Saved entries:
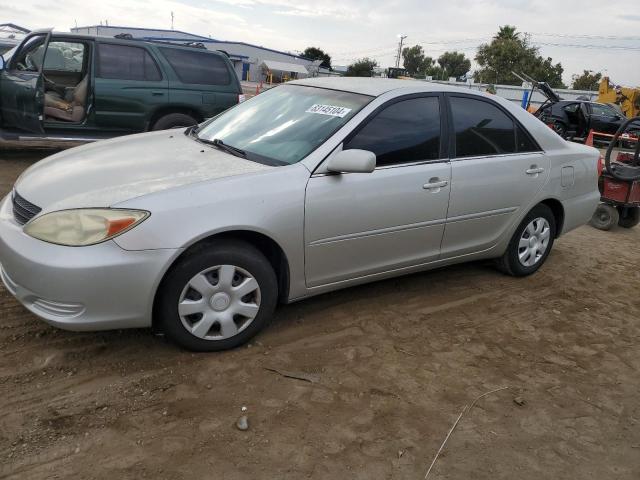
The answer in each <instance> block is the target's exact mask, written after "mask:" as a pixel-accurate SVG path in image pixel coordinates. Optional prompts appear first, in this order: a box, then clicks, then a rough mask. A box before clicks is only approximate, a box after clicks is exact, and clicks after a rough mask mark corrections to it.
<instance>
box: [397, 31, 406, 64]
mask: <svg viewBox="0 0 640 480" xmlns="http://www.w3.org/2000/svg"><path fill="white" fill-rule="evenodd" d="M398 37H399V38H400V42H399V43H398V55H397V56H396V68H400V57H401V56H402V43H403V42H404V39H405V38H407V36H406V35H402V34H400V35H398Z"/></svg>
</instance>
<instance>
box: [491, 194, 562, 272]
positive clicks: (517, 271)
mask: <svg viewBox="0 0 640 480" xmlns="http://www.w3.org/2000/svg"><path fill="white" fill-rule="evenodd" d="M555 237H556V219H555V216H554V215H553V212H552V211H551V209H550V208H549V207H547V206H546V205H542V204H540V205H536V206H535V207H534V208H533V209H531V211H530V212H529V213H528V214H527V216H526V217H524V219H523V220H522V222H520V225H518V228H517V229H516V231H515V233H514V234H513V237H511V241H510V242H509V246H508V247H507V251H506V252H505V253H504V255H503V256H502V257H501V258H500V259H499V260H498V266H499V268H500V269H501V270H502V271H503V272H505V273H507V274H509V275H513V276H514V277H524V276H526V275H531V274H532V273H534V272H535V271H537V270H538V269H539V268H540V267H541V266H542V264H543V263H544V262H545V260H546V259H547V257H548V256H549V253H550V252H551V248H552V247H553V240H554V239H555Z"/></svg>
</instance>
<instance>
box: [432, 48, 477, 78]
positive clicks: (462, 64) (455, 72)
mask: <svg viewBox="0 0 640 480" xmlns="http://www.w3.org/2000/svg"><path fill="white" fill-rule="evenodd" d="M438 64H439V65H440V68H441V69H442V70H443V73H444V74H445V75H447V76H449V77H456V78H460V77H463V76H464V75H466V74H467V72H468V71H469V70H470V69H471V60H469V59H468V58H467V57H465V56H464V53H458V52H444V53H443V54H442V55H440V58H438Z"/></svg>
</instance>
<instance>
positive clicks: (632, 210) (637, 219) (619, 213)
mask: <svg viewBox="0 0 640 480" xmlns="http://www.w3.org/2000/svg"><path fill="white" fill-rule="evenodd" d="M618 213H619V214H620V218H619V220H618V225H620V226H621V227H622V228H633V227H635V226H636V225H638V224H639V223H640V207H618Z"/></svg>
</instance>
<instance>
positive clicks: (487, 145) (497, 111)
mask: <svg viewBox="0 0 640 480" xmlns="http://www.w3.org/2000/svg"><path fill="white" fill-rule="evenodd" d="M450 102H451V112H452V115H453V127H454V133H455V144H456V157H475V156H485V155H500V154H507V153H516V152H517V142H516V130H515V125H514V122H513V120H512V119H511V118H509V116H507V115H506V114H505V113H504V112H503V111H502V110H500V109H499V108H498V107H497V106H494V105H492V104H491V103H489V102H485V101H482V100H475V99H472V98H466V97H450ZM523 133H524V132H523Z"/></svg>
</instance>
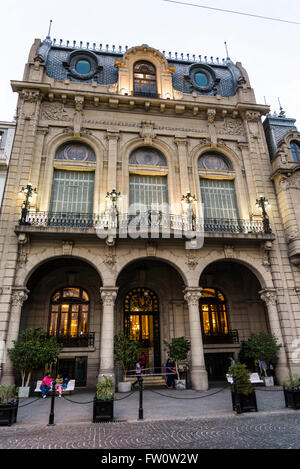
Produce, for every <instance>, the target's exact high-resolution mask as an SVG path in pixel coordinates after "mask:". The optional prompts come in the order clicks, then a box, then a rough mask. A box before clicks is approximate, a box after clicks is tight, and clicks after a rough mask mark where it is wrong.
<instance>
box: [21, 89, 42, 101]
mask: <svg viewBox="0 0 300 469" xmlns="http://www.w3.org/2000/svg"><path fill="white" fill-rule="evenodd" d="M20 97H21V98H23V100H24V101H25V102H28V103H36V102H37V101H38V100H39V99H40V92H39V91H38V90H22V91H21V92H20Z"/></svg>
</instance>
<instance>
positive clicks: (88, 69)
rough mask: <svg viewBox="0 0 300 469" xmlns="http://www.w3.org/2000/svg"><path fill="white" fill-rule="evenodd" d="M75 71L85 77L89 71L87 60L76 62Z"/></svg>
mask: <svg viewBox="0 0 300 469" xmlns="http://www.w3.org/2000/svg"><path fill="white" fill-rule="evenodd" d="M75 70H76V72H77V73H79V74H80V75H87V74H88V73H90V71H91V64H90V62H89V61H88V60H83V59H81V60H78V61H77V62H76V66H75Z"/></svg>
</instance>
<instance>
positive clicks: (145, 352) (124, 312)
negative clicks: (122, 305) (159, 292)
mask: <svg viewBox="0 0 300 469" xmlns="http://www.w3.org/2000/svg"><path fill="white" fill-rule="evenodd" d="M124 329H125V332H126V334H127V335H128V337H129V338H130V339H131V340H135V341H137V342H139V344H140V354H143V353H144V354H145V355H146V357H147V359H148V364H149V367H160V366H161V354H160V327H159V302H158V298H157V296H156V294H155V293H154V292H153V291H152V290H150V289H149V288H144V287H137V288H133V289H132V290H130V291H129V292H128V293H127V295H126V296H125V299H124Z"/></svg>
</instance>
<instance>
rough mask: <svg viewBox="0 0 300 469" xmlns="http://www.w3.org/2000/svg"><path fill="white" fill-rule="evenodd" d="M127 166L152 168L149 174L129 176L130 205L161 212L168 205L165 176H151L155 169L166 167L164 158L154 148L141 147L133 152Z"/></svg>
mask: <svg viewBox="0 0 300 469" xmlns="http://www.w3.org/2000/svg"><path fill="white" fill-rule="evenodd" d="M129 164H131V165H135V166H149V169H152V168H150V167H153V169H152V171H151V174H149V175H147V174H145V173H144V174H138V173H137V172H136V173H135V174H133V173H132V174H130V178H129V194H130V205H132V204H142V205H144V207H145V209H146V210H147V209H148V210H150V209H151V208H152V209H155V210H161V209H163V205H164V204H167V203H168V181H167V176H166V175H161V174H160V173H158V174H157V176H156V175H155V174H153V170H154V169H155V167H161V168H163V167H167V161H166V158H165V157H164V156H163V155H162V153H161V152H160V151H158V150H156V149H155V148H151V147H141V148H138V149H137V150H134V151H133V152H132V153H131V155H130V158H129Z"/></svg>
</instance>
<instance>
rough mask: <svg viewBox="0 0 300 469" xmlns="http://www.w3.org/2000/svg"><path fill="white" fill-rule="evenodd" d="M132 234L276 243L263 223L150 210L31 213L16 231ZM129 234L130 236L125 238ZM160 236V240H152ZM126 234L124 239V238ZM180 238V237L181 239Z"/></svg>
mask: <svg viewBox="0 0 300 469" xmlns="http://www.w3.org/2000/svg"><path fill="white" fill-rule="evenodd" d="M130 230H133V231H135V232H139V231H140V232H145V231H148V232H149V237H162V238H168V237H174V238H180V237H185V235H186V234H187V233H188V236H187V237H188V238H192V237H193V233H195V235H194V236H196V235H197V236H202V235H203V236H204V238H214V239H216V238H231V239H235V238H236V239H239V238H242V239H248V240H250V239H256V240H257V239H259V240H264V239H267V240H269V239H271V240H272V239H274V235H272V233H269V232H266V230H265V227H264V223H263V221H262V220H244V219H243V220H242V219H217V218H213V219H203V218H195V217H193V218H192V217H189V216H187V215H172V214H165V213H162V212H160V211H155V210H148V211H146V212H143V213H137V214H135V215H128V214H124V213H122V214H121V213H120V214H118V213H117V212H116V211H115V212H111V213H109V214H104V215H100V214H92V213H73V212H72V213H71V212H57V213H54V212H36V213H28V214H27V215H26V218H24V219H23V220H22V223H20V222H19V225H18V226H17V227H16V228H15V232H16V233H21V232H27V233H32V234H38V233H39V234H43V233H44V234H51V233H53V234H55V235H58V234H59V233H68V234H72V233H74V234H78V233H80V234H84V233H86V234H90V235H95V234H97V235H98V236H99V237H100V238H103V239H104V238H105V237H106V234H107V236H108V235H113V236H114V237H122V238H126V237H130ZM126 233H127V236H126ZM153 233H157V236H152V235H153ZM124 234H125V236H124ZM180 234H181V236H180Z"/></svg>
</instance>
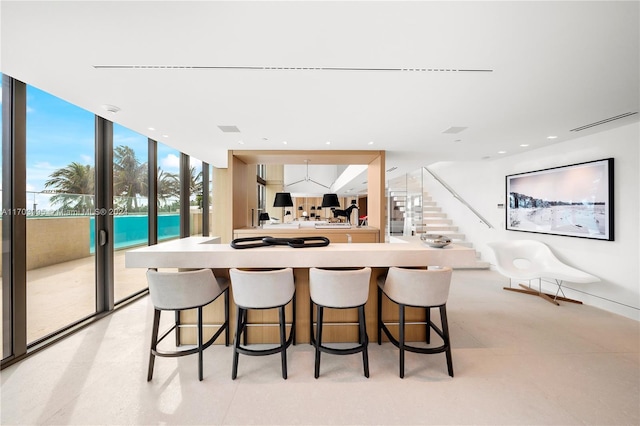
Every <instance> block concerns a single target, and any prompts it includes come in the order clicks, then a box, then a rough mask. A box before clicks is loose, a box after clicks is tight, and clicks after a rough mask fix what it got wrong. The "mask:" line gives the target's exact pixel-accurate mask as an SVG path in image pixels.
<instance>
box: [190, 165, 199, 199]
mask: <svg viewBox="0 0 640 426" xmlns="http://www.w3.org/2000/svg"><path fill="white" fill-rule="evenodd" d="M189 194H190V195H195V200H196V205H197V206H200V202H201V201H202V170H201V171H200V172H197V173H196V168H195V167H193V166H191V167H190V168H189ZM189 198H191V197H189Z"/></svg>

_Work instruction_.
Every line above that includes the string "approximate" needs to be copied.

_Reply_.
The answer in each <instance> block is the target's exact mask, written after "mask:" as a pixel-accurate SVG path in image pixel coordinates. Optional prompts appear first, in this order: a box, then clicks, then a rough mask. A box before clicks is only approximate, a box after clicks is exact, and clicks after a rough mask mark corrections to it.
Produce, for every <instance>, the target's exact high-resolution mask as an SVG path in pixel coordinates after "mask:". The optional prompts come in the order clicks, then a box, then a rough mask. A box before clicks is approximate, a box after clicks is tight, and clicks after a rough mask mark where it is wrong.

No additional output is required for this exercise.